PENGGALAN TEKS:
▼

Peran Abdulrachman Saleh menyiarkan Kemerdekaan Indonesia

Usai Kota Hirosima dan Nagasaki dibom Amerika Serikat, Jepang akhirnya menyerah kepada Sekutu pada 15 Agustus 1945. Pada 17 Agustus 1945, Indonesia memproklamasikan kemerdekaannya. Kekalahan Jepang berarti berakhirnya penjajahan dan penindasan di Indonesia. Pemuda bersama seluruh rakyat bangkit melucuti sisa-sisa tentara Jepang yang masih tinggal. Tak ketinggalan pemuda-pemuda pegawai Kantor Radio Jepang juga ikut andil. Mereka membentuk suatu gerakan rahasia untuk menguasai kantor. Sebab saat itu radio merupakan sarana penyiaran utama.

▲

TANTANGAN 1:
Tampilkan seluruh baris entri dataset tentang lokasi objek sebagai tabel Markdown berkolom No untuk nomor urut baris dan Isi untuk baris tersebut. Baris kosong tidak dimasukkan.

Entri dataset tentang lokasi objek
▼

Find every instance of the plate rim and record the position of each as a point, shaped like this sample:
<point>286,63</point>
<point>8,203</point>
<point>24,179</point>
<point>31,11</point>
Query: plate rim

▲

TANTANGAN 2:
Menurut penggalan teks tentang peran Abdulrachman Saleh, pada tanggal berapa Jepang menyerah kepada Sekutu?

JAWABAN 1:
| No | Isi |
|---|---|
| 1 | Find every instance of the plate rim and record the position of each as a point, shaped like this sample: |
| 2 | <point>286,63</point> |
| 3 | <point>8,203</point> |
| 4 | <point>24,179</point> |
| 5 | <point>31,11</point> |
| 6 | Query: plate rim |

JAWABAN 2:
Pada 15 Agustus 1945.